▶ [Exercise] Copy the listing below word for word, starting at the line with "For each instance of the bird's head, set" and continuing through the last line of the listing.

☆ ☆ ☆

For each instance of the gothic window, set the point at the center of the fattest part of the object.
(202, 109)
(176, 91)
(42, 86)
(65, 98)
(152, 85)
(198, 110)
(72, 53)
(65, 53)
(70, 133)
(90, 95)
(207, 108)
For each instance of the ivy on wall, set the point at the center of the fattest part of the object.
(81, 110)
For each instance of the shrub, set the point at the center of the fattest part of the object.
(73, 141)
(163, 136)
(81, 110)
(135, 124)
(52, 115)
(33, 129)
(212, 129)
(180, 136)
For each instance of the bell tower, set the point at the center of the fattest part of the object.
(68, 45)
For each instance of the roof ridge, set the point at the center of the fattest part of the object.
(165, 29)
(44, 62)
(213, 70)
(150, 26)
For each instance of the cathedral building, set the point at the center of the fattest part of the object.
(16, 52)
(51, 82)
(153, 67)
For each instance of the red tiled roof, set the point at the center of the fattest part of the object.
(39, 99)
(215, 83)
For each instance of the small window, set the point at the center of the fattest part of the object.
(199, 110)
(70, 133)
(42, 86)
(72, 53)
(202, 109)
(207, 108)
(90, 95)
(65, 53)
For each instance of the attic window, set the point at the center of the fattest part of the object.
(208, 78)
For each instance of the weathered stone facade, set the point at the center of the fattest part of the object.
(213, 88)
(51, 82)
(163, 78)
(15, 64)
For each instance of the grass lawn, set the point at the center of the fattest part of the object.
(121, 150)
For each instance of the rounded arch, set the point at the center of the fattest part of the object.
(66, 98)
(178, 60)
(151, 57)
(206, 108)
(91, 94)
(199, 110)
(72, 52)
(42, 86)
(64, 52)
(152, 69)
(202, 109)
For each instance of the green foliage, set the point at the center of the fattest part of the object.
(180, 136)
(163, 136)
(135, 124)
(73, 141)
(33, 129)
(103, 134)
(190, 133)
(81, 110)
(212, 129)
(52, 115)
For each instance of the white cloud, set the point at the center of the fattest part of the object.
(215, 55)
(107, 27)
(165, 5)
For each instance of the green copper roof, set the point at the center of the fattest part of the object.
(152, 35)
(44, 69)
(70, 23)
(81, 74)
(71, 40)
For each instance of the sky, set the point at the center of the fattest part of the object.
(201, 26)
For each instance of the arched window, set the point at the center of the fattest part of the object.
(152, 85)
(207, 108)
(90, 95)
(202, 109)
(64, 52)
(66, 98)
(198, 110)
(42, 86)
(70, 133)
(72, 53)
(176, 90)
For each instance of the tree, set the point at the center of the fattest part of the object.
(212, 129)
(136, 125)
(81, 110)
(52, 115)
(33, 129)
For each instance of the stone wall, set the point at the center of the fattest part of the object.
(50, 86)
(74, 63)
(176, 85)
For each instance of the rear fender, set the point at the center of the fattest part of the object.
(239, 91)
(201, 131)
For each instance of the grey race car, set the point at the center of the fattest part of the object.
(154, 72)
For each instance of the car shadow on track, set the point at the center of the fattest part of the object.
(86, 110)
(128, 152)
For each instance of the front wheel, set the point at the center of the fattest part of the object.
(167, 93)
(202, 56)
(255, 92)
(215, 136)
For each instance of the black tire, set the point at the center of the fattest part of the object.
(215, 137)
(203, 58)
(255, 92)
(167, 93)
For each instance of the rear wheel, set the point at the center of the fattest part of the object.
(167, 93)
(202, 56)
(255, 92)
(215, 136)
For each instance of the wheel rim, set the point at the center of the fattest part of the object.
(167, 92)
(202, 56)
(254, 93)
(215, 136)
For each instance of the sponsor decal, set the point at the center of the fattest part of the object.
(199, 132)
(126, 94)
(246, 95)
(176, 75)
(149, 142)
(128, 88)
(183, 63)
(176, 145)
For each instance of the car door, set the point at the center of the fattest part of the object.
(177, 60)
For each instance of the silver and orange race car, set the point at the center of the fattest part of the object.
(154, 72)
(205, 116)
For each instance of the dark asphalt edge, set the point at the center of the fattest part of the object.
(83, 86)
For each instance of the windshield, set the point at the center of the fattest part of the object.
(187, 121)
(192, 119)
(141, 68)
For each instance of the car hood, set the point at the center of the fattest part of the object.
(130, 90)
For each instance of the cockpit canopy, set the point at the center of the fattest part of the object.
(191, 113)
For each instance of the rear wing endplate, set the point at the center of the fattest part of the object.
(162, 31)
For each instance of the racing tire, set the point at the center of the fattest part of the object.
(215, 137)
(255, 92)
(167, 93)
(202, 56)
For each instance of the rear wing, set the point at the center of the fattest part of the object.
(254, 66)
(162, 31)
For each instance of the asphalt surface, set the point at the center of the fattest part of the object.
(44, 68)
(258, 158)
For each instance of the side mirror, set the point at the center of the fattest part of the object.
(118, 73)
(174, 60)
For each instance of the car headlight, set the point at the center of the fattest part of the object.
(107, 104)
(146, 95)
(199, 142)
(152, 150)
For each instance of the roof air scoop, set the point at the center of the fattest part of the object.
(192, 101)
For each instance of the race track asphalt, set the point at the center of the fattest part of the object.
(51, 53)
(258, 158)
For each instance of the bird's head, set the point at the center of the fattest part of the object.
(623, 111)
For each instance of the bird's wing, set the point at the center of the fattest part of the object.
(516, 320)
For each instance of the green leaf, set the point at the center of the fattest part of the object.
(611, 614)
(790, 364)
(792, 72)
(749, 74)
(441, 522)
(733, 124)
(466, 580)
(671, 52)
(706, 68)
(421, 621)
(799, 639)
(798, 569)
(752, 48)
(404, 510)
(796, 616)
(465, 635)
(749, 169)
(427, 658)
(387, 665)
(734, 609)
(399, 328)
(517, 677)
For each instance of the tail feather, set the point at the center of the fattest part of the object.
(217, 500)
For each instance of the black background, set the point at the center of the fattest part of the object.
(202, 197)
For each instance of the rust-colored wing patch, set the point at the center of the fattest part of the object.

☆ ☆ ☆

▶ [Expected output]
For each instance of the bird's head, set the point at the center of the fattest part of the object.
(623, 111)
For each instance of the bird's wing, set the point at the center of the fattest part of the object.
(516, 320)
For each instance of the green leaf, set the point at the center of the fattest part of the object.
(611, 614)
(790, 364)
(792, 72)
(749, 74)
(441, 522)
(733, 124)
(466, 580)
(671, 52)
(706, 68)
(421, 621)
(799, 639)
(798, 569)
(752, 48)
(404, 510)
(796, 616)
(465, 635)
(749, 169)
(427, 658)
(387, 665)
(734, 609)
(399, 328)
(517, 677)
For each instance of the tail feather, set the point at the center of the fattest part of the object.
(217, 500)
For each instance of the black background, set the point at the center of the fattest part of the object.
(202, 197)
For each instance of the rust-colored wing patch, set the point at the center of the fattest part of the object.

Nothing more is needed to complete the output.